== Ejercicio A ==
Reproduce sin alteraciones las filas de datos, empezando por la que contiene "point: dense green" y terminando con la última fila de los datos.

Tras su planta apolínea, el personaje que mejor encarna lo que significa la obsesión delirante de Sánchez por el poder es Gollum.

Tras su planta apolínea, el personaje que mejor encarna lo que significa la obsesión delirante de Sánchez por el poder es Gollum.
Pedro Sánchez e Irene Montero en el acto conmemorativo del Día Internacional de las Mujeres organizado por el Ministerio de Igualdad. | EFE

Como es bien sabido, no hay drogas más adictivas que la heroína y el poder. No necesariamente en ese orden. "¿Quién necesita razones cuando tiene heroína? Lo es todo", explicaba el yonqui protagonista en Trainspotting, la película de Danny Boyle sobre el lumpen juvenil de Glasgow. En otra película actualmente en cartelera, Promesas de París, una alcaldesa provinciana (magnífica Isabelle Huppert, valga la redundancia), hasta ese momento honesta y comprometida, es tentada con un cargo de ministra. Apenas llega a rozar los fatos y oropeles del Hôtel de Matignon, sede del Primer Ministro del majestuoso gobierno republicano, pero se despierta en ella una ambición desmesurada que la lleva a traicionar todos sus principios, además de dejar en la estacada a amigos, aliados y votantes. A sus conocidos le resulta inexplicable su cambio de posición, pero ¿quién necesita razones cuando tiene poder?

== Datos para procesar ==
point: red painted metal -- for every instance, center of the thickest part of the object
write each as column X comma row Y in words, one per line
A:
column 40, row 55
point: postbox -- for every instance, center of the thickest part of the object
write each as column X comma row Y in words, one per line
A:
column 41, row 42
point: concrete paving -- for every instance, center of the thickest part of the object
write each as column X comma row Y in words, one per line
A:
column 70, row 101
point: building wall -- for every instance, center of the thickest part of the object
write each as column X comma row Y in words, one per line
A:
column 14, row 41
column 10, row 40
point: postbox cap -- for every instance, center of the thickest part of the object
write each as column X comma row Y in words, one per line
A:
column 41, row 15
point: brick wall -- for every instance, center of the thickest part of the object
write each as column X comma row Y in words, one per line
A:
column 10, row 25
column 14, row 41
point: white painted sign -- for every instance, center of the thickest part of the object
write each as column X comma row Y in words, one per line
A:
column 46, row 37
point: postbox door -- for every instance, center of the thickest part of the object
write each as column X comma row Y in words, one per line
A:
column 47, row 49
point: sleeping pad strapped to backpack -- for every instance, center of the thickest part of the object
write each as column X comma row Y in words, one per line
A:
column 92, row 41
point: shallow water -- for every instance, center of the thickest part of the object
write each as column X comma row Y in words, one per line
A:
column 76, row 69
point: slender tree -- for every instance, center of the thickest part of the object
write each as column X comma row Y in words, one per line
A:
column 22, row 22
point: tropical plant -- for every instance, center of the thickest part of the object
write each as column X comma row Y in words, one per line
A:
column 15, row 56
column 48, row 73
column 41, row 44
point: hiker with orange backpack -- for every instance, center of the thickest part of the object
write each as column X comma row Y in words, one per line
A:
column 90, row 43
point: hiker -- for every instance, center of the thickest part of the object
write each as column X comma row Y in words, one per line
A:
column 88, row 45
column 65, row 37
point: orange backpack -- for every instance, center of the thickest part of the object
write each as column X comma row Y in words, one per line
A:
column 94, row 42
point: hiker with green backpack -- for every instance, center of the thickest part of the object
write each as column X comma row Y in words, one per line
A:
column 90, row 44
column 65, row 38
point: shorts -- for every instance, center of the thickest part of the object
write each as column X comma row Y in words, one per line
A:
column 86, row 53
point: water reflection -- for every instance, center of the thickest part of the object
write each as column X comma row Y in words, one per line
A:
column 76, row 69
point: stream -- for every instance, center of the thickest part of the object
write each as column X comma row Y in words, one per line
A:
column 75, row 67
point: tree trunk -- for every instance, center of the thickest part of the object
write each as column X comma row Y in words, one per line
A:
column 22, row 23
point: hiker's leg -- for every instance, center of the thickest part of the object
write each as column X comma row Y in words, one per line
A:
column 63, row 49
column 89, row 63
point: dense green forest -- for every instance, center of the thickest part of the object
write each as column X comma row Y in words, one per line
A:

== Ejercicio B ==
Prosigue el texto sobre la obsesión de Sánchez por el poder a partir de su última oración.

== Respuesta A ==
point: dense green forest -- for every instance, center of the thickest part of the object
write each as column X comma row Y in words, one per line
A:

== Respuesta B ==
En el actual panorama español tenemos dos yonquis del poder. Pedro Sánchez no es que no tenga principios, es que ni siquiera tiene identidad. Como reconoció Carmen Calvo, lo que hubiese dicho Pedro candidato no tiene ninguna ligazón con lo que pueda hacer Sánchez presidente porque son dos personas distintas. Si las promesas de París se las lleva el viento, las promesas de Madrid no valen absolutamente nada cuando su fuente es la Moncloa. Tras su planta apolínea, el personaje que mejor encarna lo que significa la obsesión delirante de Sánchez por el poder es Gollum, el hobbit deformado por la ambición de poder en El señor de los anillos. Como un émulo de Dorian Gray, podemos imaginar a Sánchez mirándose en un espejo que le devuelve no la imagen rutilante que le sirve para encandilar a las nietas adolescentes de Joe Biden, sino un monstruo moral desfigurado por la traición (véase el Sahara), la servidumbre (véase Biden) y la abyección (véase Bildu).

Irene Montero también es una yonqui del poder, pero en una modalidad diferente, aunque igualmente peligrosa. Hubo quien llegó a sentir pena por ella tras ser públicamente humillada y ofendida por la portavoz socialista del gobierno. Pero mientras se ríen de ella, ha conseguido sacar adelante las dos leyes más ideológicas del gobierno, la del "sí es sí" y la "ley trans", consiguiendo llevarse en el camino a la todopoderosa Carmen Calvo y reduciendo a las clásicas feministas socialistas, como Amelia Valcárcel, al cliché de ser unas tránsfobas, el equivalente posmoderno a que en la Unión Soviética se te calificase de "revisionista", dándoles un pasaporte para el gulag milenial contemporáneo, más conocido popularmente por cordón sanitario y cancelamiento.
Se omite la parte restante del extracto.